- RAW RECORDS:
* * * * * * * * *

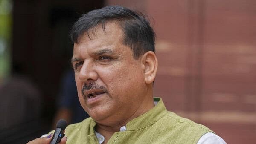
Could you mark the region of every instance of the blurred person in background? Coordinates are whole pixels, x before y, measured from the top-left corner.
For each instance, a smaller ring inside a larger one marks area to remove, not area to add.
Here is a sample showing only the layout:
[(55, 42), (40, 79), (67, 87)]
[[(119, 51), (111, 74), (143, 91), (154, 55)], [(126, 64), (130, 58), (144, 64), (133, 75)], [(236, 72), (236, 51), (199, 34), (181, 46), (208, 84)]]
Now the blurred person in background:
[(63, 76), (57, 99), (58, 109), (53, 122), (53, 129), (60, 119), (65, 119), (68, 124), (71, 124), (81, 122), (89, 117), (79, 102), (73, 70), (66, 72)]
[[(67, 126), (61, 144), (226, 143), (153, 98), (155, 35), (143, 15), (119, 6), (96, 9), (71, 35), (79, 98), (90, 117)], [(52, 135), (29, 144), (49, 144)]]

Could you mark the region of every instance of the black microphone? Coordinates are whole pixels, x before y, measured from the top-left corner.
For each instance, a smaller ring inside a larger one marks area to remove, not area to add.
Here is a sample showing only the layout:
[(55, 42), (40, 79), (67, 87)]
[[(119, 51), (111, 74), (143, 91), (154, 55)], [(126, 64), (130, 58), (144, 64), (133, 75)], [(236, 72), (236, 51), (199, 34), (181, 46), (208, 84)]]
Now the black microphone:
[(57, 144), (60, 143), (61, 138), (65, 134), (63, 133), (63, 131), (65, 130), (67, 127), (67, 122), (64, 119), (59, 120), (57, 123), (56, 130), (53, 134), (53, 137), (51, 140), (50, 144)]

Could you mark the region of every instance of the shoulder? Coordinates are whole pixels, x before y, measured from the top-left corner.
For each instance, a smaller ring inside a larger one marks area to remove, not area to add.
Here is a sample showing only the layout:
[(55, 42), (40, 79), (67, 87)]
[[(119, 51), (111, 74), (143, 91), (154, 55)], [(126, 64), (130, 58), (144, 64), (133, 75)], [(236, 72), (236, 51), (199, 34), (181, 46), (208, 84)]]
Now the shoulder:
[(66, 128), (65, 133), (67, 133), (67, 135), (69, 135), (71, 133), (79, 131), (81, 130), (82, 127), (83, 129), (87, 128), (90, 127), (90, 124), (93, 121), (93, 119), (90, 117), (86, 118), (81, 122), (69, 125)]
[(171, 112), (168, 112), (167, 115), (163, 117), (163, 120), (172, 123), (172, 125), (175, 125), (175, 127), (178, 127), (184, 129), (197, 129), (203, 132), (213, 132), (211, 130), (203, 125), (180, 117)]
[(199, 139), (197, 144), (227, 144), (220, 137), (212, 132), (207, 132)]
[(207, 132), (214, 132), (207, 127), (168, 112), (156, 122), (152, 128), (165, 138), (174, 138), (177, 144), (197, 144), (200, 138)]

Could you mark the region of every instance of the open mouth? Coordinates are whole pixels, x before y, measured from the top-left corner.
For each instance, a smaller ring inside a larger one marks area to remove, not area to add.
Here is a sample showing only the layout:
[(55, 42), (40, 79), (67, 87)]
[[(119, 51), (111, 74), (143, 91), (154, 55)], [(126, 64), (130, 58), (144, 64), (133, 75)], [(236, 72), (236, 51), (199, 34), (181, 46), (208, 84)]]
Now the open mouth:
[(104, 92), (95, 92), (91, 93), (88, 93), (85, 95), (85, 97), (87, 98), (92, 98), (96, 97), (97, 95), (101, 95), (105, 93)]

* * * * * * * * *

- WORK TO COMPLETE:
Reformat all of the items above as a numbered list, one line per entry, omitting blank lines and excluding the pictures.

- OUTPUT BELOW:
1. Could you mark the region of every instance of the blurred person in background? Coordinates are whole pixels, x before y, measured from the top-left corner.
2. For each instance, a smaller ring inside a larger one marks area to remove, not area to add.
3. Here is a sample showing only the layout:
4. [(55, 42), (40, 79), (67, 87)]
5. [[(119, 51), (111, 74), (143, 91), (154, 55)], [(126, 64), (130, 58), (144, 64), (133, 75)], [(236, 72), (236, 51), (199, 34), (181, 46), (208, 84)]]
6. Now the blurred person in background:
7. [(63, 76), (57, 99), (58, 109), (53, 122), (53, 129), (60, 119), (65, 119), (68, 124), (71, 124), (81, 122), (89, 117), (79, 102), (73, 70), (66, 72)]
8. [[(67, 126), (61, 144), (226, 143), (153, 98), (155, 35), (143, 15), (119, 6), (96, 9), (71, 35), (79, 98), (90, 117)], [(52, 135), (29, 144), (49, 144)]]
9. Could you mark the region of every instance of the black microphone? Coordinates are whole pixels, x before y, measured from the top-left corner.
10. For each instance, a smaller ring inside a larger one marks area to remove, not area to add.
11. Here is a sample showing only the layout:
12. [(55, 42), (40, 79), (67, 87)]
13. [[(119, 51), (111, 74), (143, 91), (154, 55)], [(126, 64), (130, 58), (144, 64), (133, 75)], [(236, 72), (236, 51), (199, 34), (181, 46), (208, 84)]]
14. Now the black microphone:
15. [(57, 144), (60, 143), (61, 138), (65, 134), (63, 133), (63, 131), (65, 130), (67, 127), (67, 122), (64, 119), (59, 120), (57, 123), (56, 130), (53, 134), (53, 137), (51, 140), (50, 144)]
16. Could you mark the region of every instance of the shoulder? Coordinates are whole pixels, x before y, measured from the top-left corner.
17. For each instance, a smaller ring inside a larger one marks area to remove, not area to add.
18. Here is a sample showing only the layout:
19. [(55, 42), (40, 79), (67, 87)]
20. [[(119, 51), (111, 74), (143, 91), (154, 55)], [(126, 64), (130, 58), (144, 64), (133, 75)], [(236, 72), (236, 51), (199, 34), (181, 46), (208, 84)]]
21. Now the shoulder:
22. [(66, 128), (65, 133), (67, 133), (67, 135), (69, 135), (71, 133), (79, 131), (81, 130), (82, 127), (83, 129), (87, 128), (90, 127), (90, 124), (93, 121), (93, 119), (90, 117), (86, 118), (81, 122), (69, 125)]
23. [(171, 112), (168, 112), (167, 115), (163, 117), (163, 120), (172, 123), (172, 125), (175, 125), (175, 127), (178, 127), (184, 129), (197, 129), (203, 132), (213, 132), (211, 130), (203, 125), (180, 117)]
24. [(199, 139), (197, 144), (227, 144), (220, 137), (212, 132), (207, 132)]
25. [(207, 132), (214, 132), (207, 127), (168, 112), (156, 122), (152, 128), (165, 138), (174, 138), (177, 144), (197, 144), (200, 138)]
26. Could you mark the region of every instance of the open mouth? Coordinates are whole pixels, x before y, measured from the top-left corner.
27. For each instance, a smaller ring inside a larger one marks area to remove, not area to add.
28. Here is a sample showing only the layout:
29. [(55, 42), (40, 79), (67, 87)]
30. [[(119, 51), (111, 74), (143, 91), (154, 55)], [(126, 64), (130, 58), (144, 64), (133, 75)], [(236, 72), (236, 51), (199, 34), (181, 46), (208, 84)]]
31. Now the open mouth:
32. [(104, 92), (95, 92), (91, 93), (88, 93), (85, 95), (85, 97), (87, 98), (92, 98), (96, 97), (97, 95), (101, 95), (105, 93)]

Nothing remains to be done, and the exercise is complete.